### Problems and tasks
1. Translate this sentence from the chess passage into Spanish: "But even if these "perfect" games were evidence of cheating, what logic could possibly be behind it?"
2. Does each statement agree with the chess passage? For each one, answer yes or no and quote the words of the chess passage that decide it.
(a) Only one of the games lasted more than 40 moves.
(b) Some of the "perfect" games were played in the last round of a tournament.
(c) The best "perfect" victory came in 2022.
3. Duplicate everything in the chess passage from "But even if" down to "any of them.".

--- Start Reading passage ---

What is there behind all these "perfect" games? One possible explanation is, of course, cheating. But there also alternative explanations. The most obvious is the length of these games: half of them lasted less than 32 moves, and we already know – from So’s game at the Sinquefield Cup – that in such a case only few not theoretical moves remain, making the occurrence of a 100% correlation much more likely. Furthermore, only one game lasted more than 40 moves – the 45 moves’ victory against Rios – and the analyses show this game to be all but perfect: for example, both Stockfish and the well-known Chess.com utility (in the picture below) point out a lot of moves that in no way may be deemed "the engines’ best", even including some inaccuracies: which engines suggested to the Let’s Check tool that this game was perfect remains a mystery, and if cheating cannot yet be discounted, possible foul play also cannot (something that has first been highlighted by Nate Solon). But above all such analyses strongly hint that the ways the Let’s Check tool works are difficult to fully understand, thus the tool itself cannot be regarded as reliable, at least not for cheating detection. Why not simply trust ChessBase itself, that clearly states just that?

But even if these "perfect" games were evidence of cheating, what logic could possibly be behind it? As the "perfect" games are sporadic, there should be some criteria that prompted Hans Niemann to select them for cheating. Maybe one could speculate these games were the tournaments’ last ones, in order for him to achieve the best possible placement without raising suspicion, but this is not the case: none of these games was played in the last, or second to last, round. Or maybe one could imagine Hans Niemann only cheated against the strongest opponents, trusting his own skills in any other case: but this is also not true, as his best "perfect" victory occurred in 2020 against GM Matthieu Cornette (2558), while in the whole year 2022 he played at least 70 stronger players, without achieving a "perfect" game against any of them.

--- End Reading passage ---
--- Start Dataset excerpts ---

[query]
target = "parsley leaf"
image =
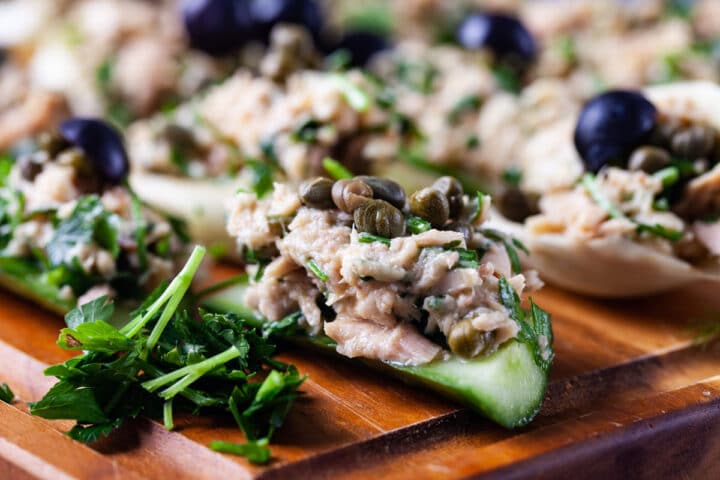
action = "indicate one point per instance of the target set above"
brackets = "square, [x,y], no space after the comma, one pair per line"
[537,335]
[88,222]
[6,395]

--- End Dataset excerpts ---

### Answers provided
1. Pero aunque estas partidas "perfectas" fueran prueba de trampa, ¿qué lógica podría haber detrás?

2.
(a) Yes: "only one game lasted more than 40 moves"
(b) No: "none of these games was played in the last, or second to last, round"
(c) No: "his best "perfect" victory occurred in 2020 against GM Matthieu Cornette (2558)"

3.
But even if these "perfect" games were evidence of cheating, what logic could possibly be behind it? As the "perfect" games are sporadic, there should be some criteria that prompted Hans Niemann to select them for cheating. Maybe one could speculate these games were the tournaments’ last ones, in order for him to achieve the best possible placement without raising suspicion, but this is not the case: none of these games was played in the last, or second to last, round. Or maybe one could imagine Hans Niemann only cheated against the strongest opponents, trusting his own skills in any other case: but this is also not true, as his best "perfect" victory occurred in 2020 against GM Matthieu Cornette (2558), while in the whole year 2022 he played at least 70 stronger players, without achieving a "perfect" game against any of them.